Quoted passage:
☆ ☆ ☆ ☆ ☆ ☆ ☆

David Bowie at the Hammersmith Odeon, 1973

I read with some amusement recently that Steve Jones, the guitarist with the Sex Pistols, saw David Bowie at the Hammersmith Odeon, the night before he retired as Ziggy Stardust,on July 2nd, 1973.

I was there, tho’ I don’t recall seeing Steve.

But I do recall guitarist Mick Ronson (Ronno) playing a white Les Paul at the gig, one that looked remarkably similar to the one Steve Jones played in the Pistols. I wonder if this was one of Jonesy’s infamous heists? Perhaps if anyone knows they could leave a comment?

To give you some background about myself at the time, I was sixteen and had been gig-going since the previous year (see Emerson Lake and Palmer article).

I’d heard “The Rise and Fall of Ziggy Stardust and the Spiders from Mars” in September ‘72. A friend, David Gowlett, had bought it pretty much when it came out. I don’t know who’d advised him that Bowie was cool, tho’ I suppose by late in ‘72 he was a chart star with ‘Starman’.

☆ ☆ ☆ ☆ ☆ ☆ ☆

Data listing
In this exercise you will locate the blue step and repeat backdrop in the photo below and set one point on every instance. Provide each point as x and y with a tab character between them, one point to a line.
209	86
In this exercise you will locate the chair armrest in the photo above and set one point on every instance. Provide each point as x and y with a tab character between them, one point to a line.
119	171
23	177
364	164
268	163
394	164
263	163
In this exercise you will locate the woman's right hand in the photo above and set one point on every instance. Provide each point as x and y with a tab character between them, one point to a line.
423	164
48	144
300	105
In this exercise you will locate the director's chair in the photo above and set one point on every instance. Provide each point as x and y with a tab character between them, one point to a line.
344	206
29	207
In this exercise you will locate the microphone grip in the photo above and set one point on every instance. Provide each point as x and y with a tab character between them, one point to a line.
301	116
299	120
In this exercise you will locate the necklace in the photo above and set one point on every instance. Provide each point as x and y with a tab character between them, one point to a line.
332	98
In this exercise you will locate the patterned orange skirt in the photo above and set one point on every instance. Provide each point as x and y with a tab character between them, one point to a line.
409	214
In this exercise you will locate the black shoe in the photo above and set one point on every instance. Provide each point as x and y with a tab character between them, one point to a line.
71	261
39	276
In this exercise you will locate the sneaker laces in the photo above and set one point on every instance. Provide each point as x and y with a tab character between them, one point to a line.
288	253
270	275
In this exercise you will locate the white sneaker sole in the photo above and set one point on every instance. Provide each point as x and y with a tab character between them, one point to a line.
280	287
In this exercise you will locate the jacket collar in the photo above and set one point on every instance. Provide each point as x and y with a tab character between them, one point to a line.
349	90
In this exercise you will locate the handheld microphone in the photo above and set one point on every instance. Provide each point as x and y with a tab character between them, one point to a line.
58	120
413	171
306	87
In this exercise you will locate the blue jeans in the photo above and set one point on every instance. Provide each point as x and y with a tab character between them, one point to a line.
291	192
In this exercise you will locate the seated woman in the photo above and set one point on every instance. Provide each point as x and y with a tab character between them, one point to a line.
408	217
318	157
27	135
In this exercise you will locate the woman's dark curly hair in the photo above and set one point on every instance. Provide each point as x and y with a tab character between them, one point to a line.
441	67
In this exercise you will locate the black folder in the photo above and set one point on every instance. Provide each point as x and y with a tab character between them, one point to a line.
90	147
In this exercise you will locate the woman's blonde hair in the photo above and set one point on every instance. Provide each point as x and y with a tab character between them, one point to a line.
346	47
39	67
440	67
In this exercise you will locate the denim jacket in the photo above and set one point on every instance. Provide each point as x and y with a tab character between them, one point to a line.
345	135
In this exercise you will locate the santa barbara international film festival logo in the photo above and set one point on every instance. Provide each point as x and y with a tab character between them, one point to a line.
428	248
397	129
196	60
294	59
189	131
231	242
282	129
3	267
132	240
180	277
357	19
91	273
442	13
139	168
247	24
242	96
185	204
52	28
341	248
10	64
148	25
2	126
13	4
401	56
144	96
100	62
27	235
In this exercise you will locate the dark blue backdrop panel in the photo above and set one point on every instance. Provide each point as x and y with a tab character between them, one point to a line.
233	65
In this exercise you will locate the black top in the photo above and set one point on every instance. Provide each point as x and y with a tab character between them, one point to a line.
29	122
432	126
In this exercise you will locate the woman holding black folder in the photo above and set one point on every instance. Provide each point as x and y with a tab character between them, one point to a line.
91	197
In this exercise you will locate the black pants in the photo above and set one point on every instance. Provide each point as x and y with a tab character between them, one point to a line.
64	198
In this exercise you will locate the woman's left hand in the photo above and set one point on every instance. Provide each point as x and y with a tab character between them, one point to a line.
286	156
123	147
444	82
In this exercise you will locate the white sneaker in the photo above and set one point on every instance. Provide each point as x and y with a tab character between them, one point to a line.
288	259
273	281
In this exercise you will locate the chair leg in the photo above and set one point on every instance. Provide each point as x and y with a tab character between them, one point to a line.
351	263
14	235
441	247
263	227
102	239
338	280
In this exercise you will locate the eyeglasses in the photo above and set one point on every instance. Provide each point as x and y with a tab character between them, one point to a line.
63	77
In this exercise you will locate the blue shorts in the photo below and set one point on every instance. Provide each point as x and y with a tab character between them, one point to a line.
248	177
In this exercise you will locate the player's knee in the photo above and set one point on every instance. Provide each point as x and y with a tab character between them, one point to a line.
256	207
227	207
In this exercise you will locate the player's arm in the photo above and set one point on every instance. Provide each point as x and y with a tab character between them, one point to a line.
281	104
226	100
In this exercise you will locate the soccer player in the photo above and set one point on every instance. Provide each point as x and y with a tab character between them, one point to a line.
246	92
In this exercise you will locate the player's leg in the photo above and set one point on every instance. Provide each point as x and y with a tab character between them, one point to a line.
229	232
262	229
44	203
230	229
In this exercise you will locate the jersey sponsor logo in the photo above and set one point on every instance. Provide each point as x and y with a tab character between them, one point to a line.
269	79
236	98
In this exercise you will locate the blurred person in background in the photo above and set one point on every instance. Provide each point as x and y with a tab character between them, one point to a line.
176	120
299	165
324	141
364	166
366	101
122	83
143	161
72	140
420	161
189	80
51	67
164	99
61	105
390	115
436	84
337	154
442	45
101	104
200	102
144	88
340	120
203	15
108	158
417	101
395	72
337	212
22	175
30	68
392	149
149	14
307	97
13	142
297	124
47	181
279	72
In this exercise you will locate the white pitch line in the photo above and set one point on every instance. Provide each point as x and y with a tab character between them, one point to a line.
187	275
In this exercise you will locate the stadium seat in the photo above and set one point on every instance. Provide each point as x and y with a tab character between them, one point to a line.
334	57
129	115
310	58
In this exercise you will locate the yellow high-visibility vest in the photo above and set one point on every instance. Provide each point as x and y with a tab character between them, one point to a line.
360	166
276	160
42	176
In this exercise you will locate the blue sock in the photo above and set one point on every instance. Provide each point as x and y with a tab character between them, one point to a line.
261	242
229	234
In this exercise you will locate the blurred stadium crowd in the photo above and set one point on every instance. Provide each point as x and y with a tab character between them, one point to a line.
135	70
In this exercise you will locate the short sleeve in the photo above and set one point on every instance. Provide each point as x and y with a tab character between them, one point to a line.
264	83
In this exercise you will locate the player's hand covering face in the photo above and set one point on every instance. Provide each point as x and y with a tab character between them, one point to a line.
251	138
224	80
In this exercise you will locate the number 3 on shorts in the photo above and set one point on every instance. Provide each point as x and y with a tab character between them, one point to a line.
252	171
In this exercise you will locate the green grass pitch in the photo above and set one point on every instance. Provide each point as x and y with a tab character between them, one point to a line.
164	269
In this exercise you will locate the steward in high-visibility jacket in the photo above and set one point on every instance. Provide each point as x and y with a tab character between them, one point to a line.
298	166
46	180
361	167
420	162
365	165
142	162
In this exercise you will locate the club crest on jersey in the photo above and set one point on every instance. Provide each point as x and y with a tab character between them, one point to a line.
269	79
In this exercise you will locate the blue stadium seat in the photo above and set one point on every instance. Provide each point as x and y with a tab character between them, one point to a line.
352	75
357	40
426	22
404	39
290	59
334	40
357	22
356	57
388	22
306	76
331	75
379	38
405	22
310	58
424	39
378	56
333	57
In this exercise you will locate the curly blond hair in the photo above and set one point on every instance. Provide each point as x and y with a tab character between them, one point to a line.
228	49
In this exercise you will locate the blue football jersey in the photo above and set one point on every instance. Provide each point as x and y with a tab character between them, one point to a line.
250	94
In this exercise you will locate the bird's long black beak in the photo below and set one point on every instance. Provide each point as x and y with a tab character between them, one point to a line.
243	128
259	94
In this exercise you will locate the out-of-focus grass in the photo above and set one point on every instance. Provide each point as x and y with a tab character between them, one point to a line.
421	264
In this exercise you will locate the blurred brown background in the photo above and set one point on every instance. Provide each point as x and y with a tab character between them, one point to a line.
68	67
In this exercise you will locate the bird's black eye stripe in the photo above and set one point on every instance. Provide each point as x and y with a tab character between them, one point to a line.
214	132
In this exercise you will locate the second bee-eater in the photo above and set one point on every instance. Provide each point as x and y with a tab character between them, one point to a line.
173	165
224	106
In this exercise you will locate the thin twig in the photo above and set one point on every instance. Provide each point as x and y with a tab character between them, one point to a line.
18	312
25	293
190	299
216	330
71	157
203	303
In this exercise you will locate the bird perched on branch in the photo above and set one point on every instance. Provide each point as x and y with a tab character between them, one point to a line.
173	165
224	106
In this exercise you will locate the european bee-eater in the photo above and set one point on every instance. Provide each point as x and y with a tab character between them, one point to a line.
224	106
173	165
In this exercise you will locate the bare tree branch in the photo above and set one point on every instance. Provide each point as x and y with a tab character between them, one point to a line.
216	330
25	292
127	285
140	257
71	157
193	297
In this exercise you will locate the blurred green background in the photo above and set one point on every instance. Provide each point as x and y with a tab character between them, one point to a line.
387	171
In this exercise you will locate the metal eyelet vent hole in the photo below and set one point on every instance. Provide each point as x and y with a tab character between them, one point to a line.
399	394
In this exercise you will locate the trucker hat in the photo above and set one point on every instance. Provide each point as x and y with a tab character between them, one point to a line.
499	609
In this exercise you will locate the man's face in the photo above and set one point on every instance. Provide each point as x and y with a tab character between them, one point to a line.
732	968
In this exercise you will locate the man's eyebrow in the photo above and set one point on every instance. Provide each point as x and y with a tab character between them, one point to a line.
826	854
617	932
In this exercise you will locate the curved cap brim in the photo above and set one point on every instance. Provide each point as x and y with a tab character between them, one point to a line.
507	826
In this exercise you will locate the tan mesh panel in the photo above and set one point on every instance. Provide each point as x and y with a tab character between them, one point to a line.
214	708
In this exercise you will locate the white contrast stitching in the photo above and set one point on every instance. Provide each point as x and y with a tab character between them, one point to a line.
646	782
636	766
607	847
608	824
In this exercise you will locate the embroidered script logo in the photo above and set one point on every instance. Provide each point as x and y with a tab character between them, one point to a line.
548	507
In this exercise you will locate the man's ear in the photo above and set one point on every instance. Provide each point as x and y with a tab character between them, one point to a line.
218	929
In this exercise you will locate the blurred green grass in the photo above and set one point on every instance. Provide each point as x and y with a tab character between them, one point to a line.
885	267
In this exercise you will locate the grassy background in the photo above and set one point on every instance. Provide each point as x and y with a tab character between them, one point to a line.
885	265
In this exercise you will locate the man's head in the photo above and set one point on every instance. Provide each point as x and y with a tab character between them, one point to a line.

☆ ☆ ☆ ☆ ☆ ☆ ☆

List of tasks:
a – In the Bowie concert recollection, what color was the Les Paul that Mick Ronson played at the gig?
b – Please shorten the paragraph of the Bowie concert recollection that begins "I'd heard 'The Rise and Fall of Ziggy Stardust" while keeping its main facts.
c – Pick up the Bowie concert recollection from its final sentence and keep writing.

The answers:
a – White.

b – I first heard "The Rise and Fall of Ziggy Stardust and the Spiders from Mars" in September '72, after my friend David Gowlett bought it soon after its release. I don't know who told him Bowie was cool, though by late '72 Bowie was a chart star with 'Starman'.

c –
Bowie programme 1973

I recall David bringing Ziggy to my house, and all of my friends and I listening to the whole album from start to finish. On Ma and Pa’s trusty radiogram! I can remember it being an amazing listening experience.

The guitars were seriously hard, and rocked more than any Brit Glam Rock that was around at the time, perhaps with the exception of the Sweet’s b-sides. Not that I was listening to British Glam at the time. In fact I thought it was totally uncool. “Brickies in Baco foil”!

The Stooges entered my life round about then and I thought they rocked harder than anything I’d heard before. And the New York Dolls were about to enter my life too. By 1974, I was listening to the Dolls albums continuously, at least a couple of times a day.

I had an outrageous sound system at the time, a Linear valve amplifier – donated, I think, by Nick Fisher. The sort of amp us junior players would run our guitars or basses through, amateur-esque, but still damn loud! I ran a Wharfedale turntable through the amp. It was mono, obviously.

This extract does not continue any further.